Top of EXCERPT PROVIDED

Every electronic product has consistently fallen in price over the years. EV batteries are already cheaper than just 2 or 3 years ago. Remember when a 12 mgp camera cost $500 just 7 years ago. You can buy one for $70 at Fry’s on any given day now. And they are much better cameras! Mostly due to battery size, capacity and cost. DPI and lens technology have advanced at a slower pace.
Subsidies for energy efficient products in California have kept energy use at 1980 levels. The population has doubled. This means the energy use per capita has been halved. Enough to save California from building 32 nuclear power plants at a cost of $10 billion a pop. However, there are still people who complain about these subsidies because of political reasons. My point exactly about the tax credit for the Volt. I was not bemoaning the food and oil subsidies. I was simply pointing out the unfair rantings.
Doesn’t seem too practical Mr Practicality. Cars are not electronics. I haven’t seen cars halving in cost every two years and never will. How many hundred pounds of batteries go into that Volt? I can’t even keep the lithium batteries in my toothbrush good over a year, two if I’m lucky. And on the subsidies, I fume over my taxes buying a big chunk of YOUR car, for I don’t have spare money.

Bottom of EXCERPT PROVIDED
Top of EXTRACTED MATERIAL

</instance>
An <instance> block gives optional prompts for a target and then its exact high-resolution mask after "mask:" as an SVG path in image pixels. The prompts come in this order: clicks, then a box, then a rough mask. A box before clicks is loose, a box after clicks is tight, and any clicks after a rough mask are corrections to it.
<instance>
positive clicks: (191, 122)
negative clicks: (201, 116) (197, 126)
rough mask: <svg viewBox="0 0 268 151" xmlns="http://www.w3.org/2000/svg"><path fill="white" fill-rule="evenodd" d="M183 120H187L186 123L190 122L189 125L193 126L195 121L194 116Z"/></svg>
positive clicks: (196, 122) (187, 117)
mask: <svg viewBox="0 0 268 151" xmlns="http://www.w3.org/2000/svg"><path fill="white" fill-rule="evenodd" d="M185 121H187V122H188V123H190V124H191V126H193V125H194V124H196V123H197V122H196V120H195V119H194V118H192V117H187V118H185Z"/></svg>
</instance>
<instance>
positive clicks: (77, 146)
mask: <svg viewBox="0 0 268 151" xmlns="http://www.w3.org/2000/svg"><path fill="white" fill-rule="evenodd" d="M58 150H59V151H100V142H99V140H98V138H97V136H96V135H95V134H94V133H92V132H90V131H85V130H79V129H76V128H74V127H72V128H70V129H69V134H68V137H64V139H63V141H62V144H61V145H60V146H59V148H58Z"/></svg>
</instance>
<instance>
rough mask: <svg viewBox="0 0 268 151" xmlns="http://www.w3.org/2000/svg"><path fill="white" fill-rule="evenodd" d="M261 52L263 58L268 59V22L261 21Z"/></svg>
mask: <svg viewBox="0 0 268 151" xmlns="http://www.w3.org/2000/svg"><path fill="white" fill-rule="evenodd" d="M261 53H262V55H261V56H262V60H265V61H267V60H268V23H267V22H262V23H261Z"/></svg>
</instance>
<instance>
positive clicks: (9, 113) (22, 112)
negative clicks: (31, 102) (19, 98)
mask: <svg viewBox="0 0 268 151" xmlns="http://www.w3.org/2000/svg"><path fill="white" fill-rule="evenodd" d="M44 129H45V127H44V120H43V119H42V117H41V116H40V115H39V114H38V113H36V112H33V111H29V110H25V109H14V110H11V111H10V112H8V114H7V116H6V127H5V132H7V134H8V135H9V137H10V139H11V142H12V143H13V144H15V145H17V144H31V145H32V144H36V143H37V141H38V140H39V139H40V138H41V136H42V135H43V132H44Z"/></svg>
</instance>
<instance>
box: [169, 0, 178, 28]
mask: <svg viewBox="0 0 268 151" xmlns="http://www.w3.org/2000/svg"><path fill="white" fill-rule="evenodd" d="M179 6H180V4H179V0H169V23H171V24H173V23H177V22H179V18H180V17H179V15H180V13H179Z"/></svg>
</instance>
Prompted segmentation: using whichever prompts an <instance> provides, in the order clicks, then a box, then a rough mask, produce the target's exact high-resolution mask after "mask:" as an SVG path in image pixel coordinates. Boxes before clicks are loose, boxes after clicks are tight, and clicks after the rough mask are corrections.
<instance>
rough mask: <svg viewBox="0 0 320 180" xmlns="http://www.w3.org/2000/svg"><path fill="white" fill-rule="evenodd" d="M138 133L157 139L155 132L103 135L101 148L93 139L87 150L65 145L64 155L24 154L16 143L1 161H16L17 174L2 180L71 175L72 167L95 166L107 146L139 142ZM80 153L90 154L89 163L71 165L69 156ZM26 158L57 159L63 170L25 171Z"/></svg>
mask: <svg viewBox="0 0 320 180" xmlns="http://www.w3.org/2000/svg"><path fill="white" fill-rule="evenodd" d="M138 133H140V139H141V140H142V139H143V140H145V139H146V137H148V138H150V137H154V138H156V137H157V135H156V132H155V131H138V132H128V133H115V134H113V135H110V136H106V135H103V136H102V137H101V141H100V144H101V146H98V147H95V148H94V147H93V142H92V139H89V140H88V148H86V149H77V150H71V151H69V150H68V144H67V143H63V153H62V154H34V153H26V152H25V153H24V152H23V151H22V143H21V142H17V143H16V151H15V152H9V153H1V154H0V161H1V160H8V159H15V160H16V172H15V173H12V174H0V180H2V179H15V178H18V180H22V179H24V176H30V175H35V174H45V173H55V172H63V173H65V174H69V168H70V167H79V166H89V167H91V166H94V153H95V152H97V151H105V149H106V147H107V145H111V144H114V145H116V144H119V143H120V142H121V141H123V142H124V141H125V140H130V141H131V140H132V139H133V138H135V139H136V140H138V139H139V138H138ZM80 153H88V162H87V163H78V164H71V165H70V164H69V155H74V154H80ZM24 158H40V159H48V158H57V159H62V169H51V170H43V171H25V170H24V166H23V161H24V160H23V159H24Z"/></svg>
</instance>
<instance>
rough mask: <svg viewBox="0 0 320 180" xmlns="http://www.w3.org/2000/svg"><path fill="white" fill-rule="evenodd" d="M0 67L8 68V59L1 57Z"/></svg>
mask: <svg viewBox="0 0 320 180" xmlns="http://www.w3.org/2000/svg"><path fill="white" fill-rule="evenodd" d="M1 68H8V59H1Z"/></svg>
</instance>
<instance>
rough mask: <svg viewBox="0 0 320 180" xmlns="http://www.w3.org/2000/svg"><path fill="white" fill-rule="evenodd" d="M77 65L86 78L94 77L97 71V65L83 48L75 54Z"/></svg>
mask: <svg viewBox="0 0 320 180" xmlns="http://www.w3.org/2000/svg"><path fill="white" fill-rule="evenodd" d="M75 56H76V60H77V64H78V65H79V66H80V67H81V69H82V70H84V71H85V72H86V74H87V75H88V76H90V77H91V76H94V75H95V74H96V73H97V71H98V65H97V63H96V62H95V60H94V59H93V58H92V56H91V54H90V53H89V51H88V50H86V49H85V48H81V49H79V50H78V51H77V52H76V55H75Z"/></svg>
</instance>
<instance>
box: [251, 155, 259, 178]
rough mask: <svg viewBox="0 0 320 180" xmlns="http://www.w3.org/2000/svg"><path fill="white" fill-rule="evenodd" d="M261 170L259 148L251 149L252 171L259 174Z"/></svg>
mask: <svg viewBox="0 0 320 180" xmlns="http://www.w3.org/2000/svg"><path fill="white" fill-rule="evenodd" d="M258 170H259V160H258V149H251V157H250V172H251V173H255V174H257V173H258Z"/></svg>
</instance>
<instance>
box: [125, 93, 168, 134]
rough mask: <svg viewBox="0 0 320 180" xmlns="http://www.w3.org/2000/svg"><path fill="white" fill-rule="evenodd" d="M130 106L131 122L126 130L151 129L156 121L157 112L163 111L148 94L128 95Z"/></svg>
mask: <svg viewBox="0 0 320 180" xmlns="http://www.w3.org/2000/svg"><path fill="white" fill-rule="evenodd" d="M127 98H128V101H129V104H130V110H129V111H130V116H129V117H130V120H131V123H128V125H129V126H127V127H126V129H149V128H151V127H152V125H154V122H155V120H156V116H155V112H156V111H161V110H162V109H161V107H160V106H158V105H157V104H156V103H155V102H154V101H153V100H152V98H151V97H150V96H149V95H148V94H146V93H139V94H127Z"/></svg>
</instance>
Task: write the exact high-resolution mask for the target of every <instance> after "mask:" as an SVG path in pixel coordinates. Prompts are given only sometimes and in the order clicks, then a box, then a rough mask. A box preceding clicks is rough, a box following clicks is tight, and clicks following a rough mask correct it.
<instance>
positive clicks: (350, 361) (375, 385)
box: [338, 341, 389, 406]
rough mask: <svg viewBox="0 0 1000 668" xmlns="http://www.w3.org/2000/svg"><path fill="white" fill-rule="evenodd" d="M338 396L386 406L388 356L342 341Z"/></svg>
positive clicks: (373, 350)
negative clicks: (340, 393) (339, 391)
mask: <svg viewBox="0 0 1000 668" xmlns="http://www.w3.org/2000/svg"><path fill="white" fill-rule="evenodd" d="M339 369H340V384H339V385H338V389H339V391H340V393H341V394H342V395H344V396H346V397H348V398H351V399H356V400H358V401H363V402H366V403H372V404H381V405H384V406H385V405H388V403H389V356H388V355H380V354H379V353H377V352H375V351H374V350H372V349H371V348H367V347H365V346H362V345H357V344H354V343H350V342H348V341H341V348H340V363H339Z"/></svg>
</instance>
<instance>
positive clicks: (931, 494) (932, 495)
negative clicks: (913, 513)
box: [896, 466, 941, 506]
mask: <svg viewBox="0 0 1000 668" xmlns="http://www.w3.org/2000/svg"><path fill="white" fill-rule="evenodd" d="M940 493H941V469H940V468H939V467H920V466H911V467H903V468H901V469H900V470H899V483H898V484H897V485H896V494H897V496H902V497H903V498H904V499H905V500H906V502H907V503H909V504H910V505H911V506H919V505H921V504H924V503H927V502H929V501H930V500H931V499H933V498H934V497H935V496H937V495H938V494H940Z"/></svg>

Bottom of EXTRACTED MATERIAL

TASKS TO CARRY OUT =>
1. Retype the excerpt from "Every electronic product" up to and including "a slower pace.".
2. According to the excerpt, at what level have subsidies for energy efficient products kept California's energy use?
Answer using only the excerpt about electric car costs and subsidies.

RESULTS OF THE TASKS =>
1.
Every electronic product has consistently fallen in price over the years. EV batteries are already cheaper than just 2 or 3 years ago. Remember when a 12 mgp camera cost $500 just 7 years ago. You can buy one for $70 at Fry’s on any given day now. And they are much better cameras! Mostly due to battery size, capacity and cost. DPI and lens technology have advanced at a slower pace.

2. 1980 levels